>> begin Selected passage
The Journal reports on the culture clash between the two companies, which could complicate the deal. I believe, however, that the conflicting cultures are actually complementary:
A combination would require melding companies with distinct, dissimilar cultures. IBM, an East Coast stalwart that helped invent the computer industry, grew up with a button-down style and a philosophy of delivering what customers want. Sun, which grew up in the go-go environment of the 1980s in Silicon Valley, is an engineering-driven maverick with a record of major innovations that has lately struggled to profit from them.
Let Sun build. Let IBM monetize.
The two companies have fought each other for years, but Sun and IBM bring a range of complementary technologies, product lines, and business strategies to the table. Sun is staking its business on driving sales through open-source adoption. Free software makes sense in this strategy.
>> end Selected passage
>> begin Extracted data
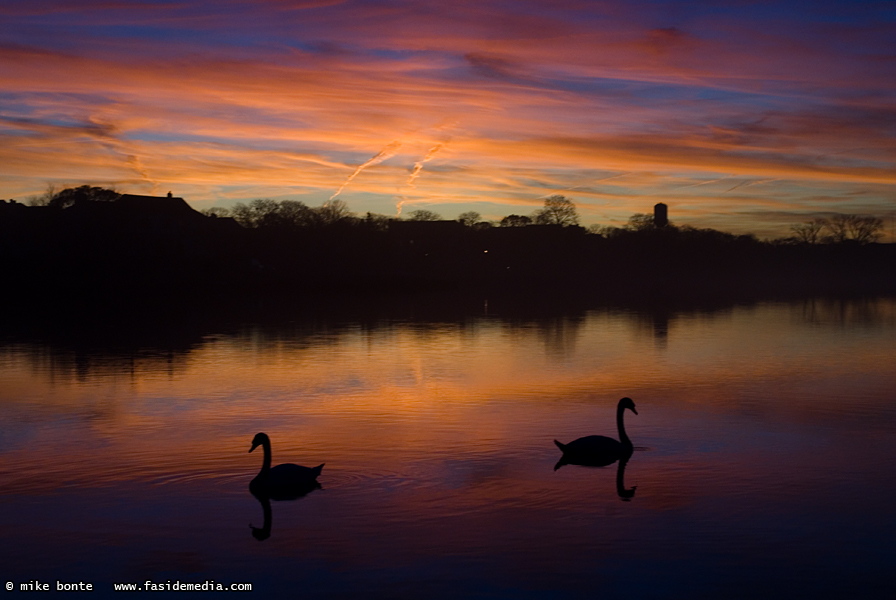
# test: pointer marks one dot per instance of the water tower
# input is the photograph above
(660, 215)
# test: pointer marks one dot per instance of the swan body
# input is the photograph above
(599, 450)
(283, 482)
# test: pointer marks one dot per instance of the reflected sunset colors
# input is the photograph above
(757, 426)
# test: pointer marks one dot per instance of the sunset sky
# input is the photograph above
(743, 116)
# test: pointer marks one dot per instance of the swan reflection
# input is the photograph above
(283, 482)
(601, 451)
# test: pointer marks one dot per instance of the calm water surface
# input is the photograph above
(765, 461)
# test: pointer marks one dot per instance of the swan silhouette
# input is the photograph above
(283, 482)
(598, 450)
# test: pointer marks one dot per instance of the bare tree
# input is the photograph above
(809, 232)
(43, 199)
(216, 211)
(515, 221)
(640, 222)
(558, 210)
(425, 215)
(333, 211)
(861, 229)
(85, 193)
(469, 218)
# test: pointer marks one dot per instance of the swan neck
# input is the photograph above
(266, 465)
(620, 410)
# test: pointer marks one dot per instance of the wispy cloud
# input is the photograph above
(542, 96)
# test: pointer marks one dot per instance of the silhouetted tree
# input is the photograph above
(261, 212)
(863, 230)
(808, 232)
(333, 212)
(425, 215)
(469, 218)
(515, 221)
(558, 210)
(377, 222)
(43, 199)
(85, 193)
(216, 211)
(640, 222)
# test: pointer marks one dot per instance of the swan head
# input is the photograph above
(259, 440)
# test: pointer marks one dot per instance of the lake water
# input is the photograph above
(765, 462)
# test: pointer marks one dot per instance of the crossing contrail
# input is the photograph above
(383, 154)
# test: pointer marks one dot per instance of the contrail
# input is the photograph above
(383, 154)
(418, 166)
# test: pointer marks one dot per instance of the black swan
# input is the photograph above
(283, 482)
(597, 450)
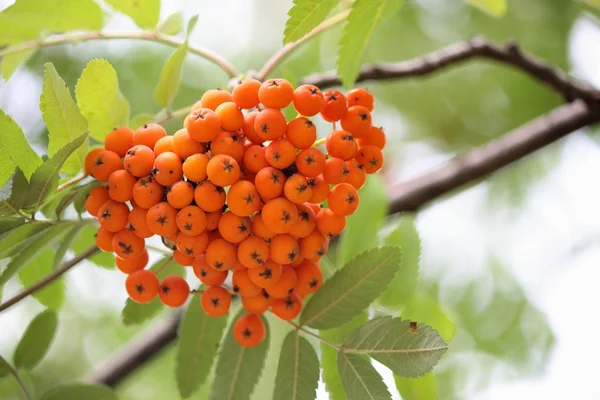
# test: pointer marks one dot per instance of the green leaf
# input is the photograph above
(51, 296)
(304, 16)
(15, 152)
(362, 21)
(80, 391)
(298, 369)
(238, 368)
(170, 77)
(36, 340)
(360, 379)
(11, 62)
(363, 226)
(100, 100)
(63, 119)
(135, 313)
(352, 288)
(26, 19)
(391, 341)
(495, 8)
(199, 337)
(172, 25)
(144, 13)
(403, 286)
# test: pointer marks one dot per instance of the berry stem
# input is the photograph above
(289, 48)
(42, 283)
(172, 41)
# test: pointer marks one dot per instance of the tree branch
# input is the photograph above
(509, 54)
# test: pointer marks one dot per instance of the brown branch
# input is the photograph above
(49, 279)
(509, 53)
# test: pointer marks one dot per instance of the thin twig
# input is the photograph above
(49, 279)
(150, 36)
(289, 48)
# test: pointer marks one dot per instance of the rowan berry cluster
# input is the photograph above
(238, 189)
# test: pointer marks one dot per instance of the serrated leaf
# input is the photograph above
(364, 17)
(199, 338)
(238, 368)
(63, 119)
(170, 77)
(391, 341)
(80, 391)
(10, 62)
(495, 8)
(134, 313)
(298, 369)
(144, 13)
(26, 19)
(52, 295)
(360, 379)
(36, 340)
(350, 290)
(15, 151)
(304, 16)
(362, 226)
(100, 100)
(172, 25)
(403, 286)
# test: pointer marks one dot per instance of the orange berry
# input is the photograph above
(213, 98)
(242, 284)
(174, 291)
(279, 215)
(243, 199)
(360, 97)
(120, 140)
(104, 240)
(249, 330)
(203, 125)
(245, 93)
(207, 275)
(209, 197)
(130, 266)
(301, 132)
(194, 167)
(270, 124)
(180, 195)
(280, 154)
(335, 170)
(139, 160)
(137, 222)
(120, 185)
(113, 216)
(148, 135)
(276, 93)
(216, 301)
(167, 169)
(335, 106)
(223, 170)
(104, 163)
(147, 192)
(191, 220)
(297, 189)
(266, 275)
(221, 255)
(253, 252)
(142, 286)
(96, 198)
(161, 219)
(308, 100)
(288, 307)
(341, 144)
(230, 115)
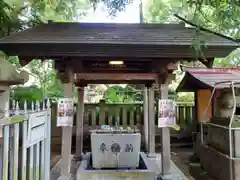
>> end Extracted data
- [Work to complete]
a: Answer these questions using the IBM and Sun passage:
(i) How does the passage describe IBM's place in the industry's origins?
(ii) In what decade and in what region did Sun grow up?
(iii) On what is Sun staking its business?
b: List the complementary things that, according to the IBM and Sun passage, the two companies bring to the table.

- [Exercise answers]
a:
(i) IBM helped invent the computer industry.
(ii) The 1980s, in Silicon Valley.
(iii) On driving sales through open-source adoption.

b:
- Technologies
- Product lines
- Business strategies